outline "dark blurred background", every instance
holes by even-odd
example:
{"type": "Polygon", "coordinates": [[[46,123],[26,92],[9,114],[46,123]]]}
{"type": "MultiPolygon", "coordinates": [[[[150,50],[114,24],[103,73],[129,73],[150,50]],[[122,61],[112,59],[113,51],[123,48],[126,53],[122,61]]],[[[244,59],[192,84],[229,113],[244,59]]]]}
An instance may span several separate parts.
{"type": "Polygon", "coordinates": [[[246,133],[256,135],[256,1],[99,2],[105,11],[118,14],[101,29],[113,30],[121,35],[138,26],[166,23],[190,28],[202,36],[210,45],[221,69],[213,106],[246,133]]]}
====
• EXERCISE
Which lines in the entries above contain the word "instance"? Extract each of them.

• EXERCISE SOLUTION
outline "dark blurred background", every instance
An instance may span several separate parts.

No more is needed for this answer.